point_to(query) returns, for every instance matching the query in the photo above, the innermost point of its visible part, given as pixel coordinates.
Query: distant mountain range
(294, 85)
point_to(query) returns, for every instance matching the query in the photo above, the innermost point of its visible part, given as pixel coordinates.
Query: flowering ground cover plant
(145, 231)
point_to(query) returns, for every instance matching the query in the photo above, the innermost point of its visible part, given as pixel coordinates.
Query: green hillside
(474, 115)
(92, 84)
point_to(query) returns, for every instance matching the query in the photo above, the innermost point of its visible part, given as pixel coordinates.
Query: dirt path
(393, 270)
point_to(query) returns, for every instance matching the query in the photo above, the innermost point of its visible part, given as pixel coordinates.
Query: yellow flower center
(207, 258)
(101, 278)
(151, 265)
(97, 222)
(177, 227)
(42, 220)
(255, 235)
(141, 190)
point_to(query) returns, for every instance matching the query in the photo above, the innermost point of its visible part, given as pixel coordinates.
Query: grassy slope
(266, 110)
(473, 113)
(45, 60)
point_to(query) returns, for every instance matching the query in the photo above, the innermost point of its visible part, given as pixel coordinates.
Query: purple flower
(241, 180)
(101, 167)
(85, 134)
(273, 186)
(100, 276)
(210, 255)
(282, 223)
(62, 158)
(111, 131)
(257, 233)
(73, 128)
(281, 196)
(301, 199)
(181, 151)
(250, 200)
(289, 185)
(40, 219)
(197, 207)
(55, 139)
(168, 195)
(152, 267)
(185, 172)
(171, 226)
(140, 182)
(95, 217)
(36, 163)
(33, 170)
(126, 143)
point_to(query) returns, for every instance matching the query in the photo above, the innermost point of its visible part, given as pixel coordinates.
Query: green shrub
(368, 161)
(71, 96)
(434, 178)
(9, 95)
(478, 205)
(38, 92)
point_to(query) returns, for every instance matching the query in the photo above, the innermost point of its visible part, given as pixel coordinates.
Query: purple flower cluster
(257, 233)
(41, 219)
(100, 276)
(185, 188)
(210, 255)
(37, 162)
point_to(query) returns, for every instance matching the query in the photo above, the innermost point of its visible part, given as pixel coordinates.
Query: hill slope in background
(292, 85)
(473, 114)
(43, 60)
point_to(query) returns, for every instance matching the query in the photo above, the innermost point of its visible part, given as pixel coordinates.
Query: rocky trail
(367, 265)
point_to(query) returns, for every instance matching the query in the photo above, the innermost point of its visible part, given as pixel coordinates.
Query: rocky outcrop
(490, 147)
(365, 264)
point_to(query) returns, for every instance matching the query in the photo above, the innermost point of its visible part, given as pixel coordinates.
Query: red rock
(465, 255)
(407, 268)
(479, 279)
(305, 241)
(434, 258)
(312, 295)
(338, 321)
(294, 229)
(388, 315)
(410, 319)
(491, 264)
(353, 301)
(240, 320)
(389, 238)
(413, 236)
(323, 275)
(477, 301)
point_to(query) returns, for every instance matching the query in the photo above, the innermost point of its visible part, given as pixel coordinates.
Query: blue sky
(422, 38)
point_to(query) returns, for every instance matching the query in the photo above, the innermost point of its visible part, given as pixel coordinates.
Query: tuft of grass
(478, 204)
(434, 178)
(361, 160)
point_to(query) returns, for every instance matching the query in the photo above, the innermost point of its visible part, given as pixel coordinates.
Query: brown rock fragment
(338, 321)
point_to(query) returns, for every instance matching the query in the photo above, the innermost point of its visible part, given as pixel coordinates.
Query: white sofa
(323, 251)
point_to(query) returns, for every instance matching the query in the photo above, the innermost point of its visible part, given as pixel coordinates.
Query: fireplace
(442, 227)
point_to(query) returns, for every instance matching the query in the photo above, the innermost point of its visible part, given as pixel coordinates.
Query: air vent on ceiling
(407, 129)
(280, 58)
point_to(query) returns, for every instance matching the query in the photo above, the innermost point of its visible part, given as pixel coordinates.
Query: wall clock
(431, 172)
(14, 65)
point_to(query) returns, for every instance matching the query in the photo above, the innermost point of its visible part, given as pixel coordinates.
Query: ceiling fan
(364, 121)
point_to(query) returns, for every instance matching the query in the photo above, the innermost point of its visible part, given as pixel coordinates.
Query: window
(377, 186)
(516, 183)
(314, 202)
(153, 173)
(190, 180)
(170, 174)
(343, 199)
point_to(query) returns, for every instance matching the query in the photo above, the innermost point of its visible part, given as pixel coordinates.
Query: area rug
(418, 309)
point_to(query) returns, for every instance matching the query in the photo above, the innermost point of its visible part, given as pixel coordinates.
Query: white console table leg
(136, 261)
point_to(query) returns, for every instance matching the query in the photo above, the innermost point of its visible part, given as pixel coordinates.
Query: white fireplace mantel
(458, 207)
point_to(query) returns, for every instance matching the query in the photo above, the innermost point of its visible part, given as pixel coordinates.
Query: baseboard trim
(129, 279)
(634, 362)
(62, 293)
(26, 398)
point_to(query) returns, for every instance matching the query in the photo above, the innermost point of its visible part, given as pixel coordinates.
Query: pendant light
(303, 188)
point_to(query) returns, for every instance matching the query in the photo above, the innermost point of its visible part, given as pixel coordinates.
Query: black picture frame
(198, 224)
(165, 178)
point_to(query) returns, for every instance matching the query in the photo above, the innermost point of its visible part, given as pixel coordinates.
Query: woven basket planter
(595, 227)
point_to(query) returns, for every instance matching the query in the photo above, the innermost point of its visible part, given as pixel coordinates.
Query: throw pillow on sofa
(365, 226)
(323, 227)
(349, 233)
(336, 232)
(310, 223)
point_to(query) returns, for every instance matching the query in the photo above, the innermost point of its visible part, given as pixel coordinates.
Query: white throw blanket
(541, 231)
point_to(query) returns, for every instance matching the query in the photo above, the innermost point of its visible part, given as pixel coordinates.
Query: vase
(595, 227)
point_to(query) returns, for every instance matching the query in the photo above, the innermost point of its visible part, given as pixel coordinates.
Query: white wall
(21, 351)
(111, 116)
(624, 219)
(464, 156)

_What is needed_
With nothing left out, print the data above exactly.

_Answer area_
point_to(query) returns, for every instance matching the query in the photo above, the innermost point of its visible part, given as pixel coordinates.
Query: distant mountain range
(294, 85)
point_to(query) returns, for every instance matching the query in the photo above, the innermost point of its visible part, given as pixel coordinates.
Query: flowering ground cover plant
(145, 231)
point_to(query) returns, for every instance matching the query in the photo above, the innermost point of its visible part, given as pixel coordinates.
Query: green hillside
(474, 115)
(92, 84)
point_to(query) returns, for every instance matching the query in the photo above, the innermost point of its visible part, given as pixel coordinates.
Query: dirt path
(393, 270)
point_to(query) returns, for every instance matching the query in the photo above, the innermost point of its visible part, given as pixel coordinates.
Query: yellow flower center
(207, 258)
(101, 278)
(151, 265)
(97, 222)
(177, 227)
(42, 220)
(255, 235)
(141, 190)
point_to(query) returns, for every instance matching the query in the photo above, the innermost point of its visible part, given as pixel coordinates.
Query: grassy slope
(266, 110)
(473, 113)
(45, 60)
point_to(query) returns, for every instance matching the query in the photo above, the innermost point of its visible part, given as pixel coordinates.
Query: purple flower
(241, 180)
(101, 167)
(85, 134)
(273, 186)
(100, 276)
(210, 255)
(282, 223)
(62, 158)
(111, 131)
(257, 233)
(73, 128)
(281, 196)
(301, 199)
(181, 151)
(250, 200)
(289, 185)
(40, 219)
(197, 207)
(55, 139)
(168, 195)
(152, 267)
(185, 172)
(171, 226)
(140, 182)
(95, 217)
(36, 163)
(33, 170)
(126, 143)
point_to(query) returns, for every instance matching the query in the photo above, the innermost point of its visible part, given as pixel coordinates.
Query: green shrub
(368, 161)
(71, 96)
(434, 178)
(9, 95)
(478, 205)
(38, 92)
point_to(query) returns, for every instance matching the query in the photo above, the innermost point of its visible part, given as pixel coordinates.
Query: purple flower cluster
(257, 233)
(41, 219)
(100, 276)
(185, 188)
(210, 255)
(37, 162)
point_to(query) returns, for every instance matching the query in the photo above, the innermost point of its visible part, given as pixel coordinates.
Query: hill slope in background
(292, 85)
(473, 114)
(43, 60)
point_to(query) returns, for every instance matching the query in the photo above, the innermost point of its visible part, given as pixel coordinates.
Query: rocky trail
(367, 265)
point_to(query) returns, for every instance matching the query in the photo above, the innermost point of its visible part, given as pixel coordinates.
Query: rocky outcrop
(490, 147)
(365, 264)
point_to(query) returns, for every instance matching the query in the photo above, the innermost point of its visible part, given as pixel coordinates.
Query: red rock
(465, 255)
(407, 268)
(479, 279)
(305, 241)
(434, 258)
(312, 295)
(338, 321)
(294, 229)
(388, 315)
(410, 319)
(491, 264)
(353, 301)
(240, 320)
(389, 238)
(413, 236)
(323, 275)
(477, 301)
point_to(query) returns, for every instance matching the query in the photo above, the innermost point of its visible part, given as pixel coordinates.
Query: blue sky
(422, 38)
point_to(query) returns, for every instance matching the query in the photo above, the innermost point of its visible part, given as pixel coordinates.
Query: tuft of grass
(478, 204)
(434, 178)
(361, 160)
point_to(query) returns, for every instance matching the query in the photo above, the innermost point of its visible part, given as pixel coordinates.
Query: brown rock fragment
(338, 321)
point_to(query) returns, for every instance matching the query in the photo above, the innermost point of its visible part, given as pixel coordinates.
Query: white sofa
(323, 251)
point_to(query) returns, for every instance matching the query in the photo above, the innermost point of its visible part, given as pixel coordinates.
Query: fireplace
(442, 227)
point_to(query) returns, for every instance matching the query in the photo above, the innermost point of its visible part, given as pixel coordinates.
Query: air vent on ceiling
(407, 129)
(280, 58)
point_to(query) returns, for every instance matching the query in the photo above, the innermost point of its visible part, given as pixel coordinates.
Query: wall clock
(431, 172)
(14, 65)
point_to(query) returns, for every instance matching the query in the photo above, the innermost point of its visible part, given as pixel coordinates.
Query: ceiling fan
(364, 121)
point_to(query) returns, for every instance matching the query in the photo above, the innermost point of its visible part, given as pixel coordinates.
Query: window
(377, 186)
(516, 183)
(314, 202)
(153, 173)
(190, 180)
(170, 174)
(343, 199)
point_to(query) returns, for every instance matching the query in the photo above, the innermost point of its visible part, given as pixel coordinates.
Query: area rug
(418, 309)
point_to(query) returns, for every instance matching the query in the photo above, the innermost point of its visible part, given as pixel coordinates.
Query: white console table leg
(136, 261)
point_to(query) returns, for every instance matching the query in the photo above, the innermost point of its visible part, given as pixel coordinates.
Query: white fireplace mantel
(458, 207)
point_to(query) returns, for every instance matching the query in the photo above, the innermost point of its visible part, given as pixel coordinates.
Query: baseboard trim
(129, 279)
(634, 362)
(62, 293)
(26, 398)
point_to(query) returns, for every instance matching the query in the photo above, the innermost point of its visible part, given as pixel coordinates.
Query: pendant light
(303, 188)
point_to(query) returns, for every instance matching the query in the photo above, the innermost point of its visible part, given as pixel coordinates.
Query: black picture frame
(198, 224)
(165, 178)
point_to(query) returns, for every instance matching the query in the photo above, the innermost point of its visible part, given as pixel coordinates.
Query: woven basket planter
(595, 227)
point_to(query) returns, for every instance matching the query in the photo above, the innermost point of its visible part, given as pixel coordinates.
Query: throw pillow on sofa
(365, 226)
(323, 227)
(349, 233)
(336, 232)
(310, 223)
point_to(query) returns, for every instance matching the query in the photo above, the innermost point of its visible part, given as pixel coordinates.
Query: white throw blanket
(541, 231)
point_to(query) returns, for every instance matching the query in the photo above, the innermost point of its visible part, given as pixel coordinates.
Query: vase
(595, 227)
point_to(query) returns, for every instance matching the query in the photo above, the innermost point of its visible part, given as pixel coordinates.
Query: white wall
(21, 351)
(111, 116)
(624, 219)
(464, 156)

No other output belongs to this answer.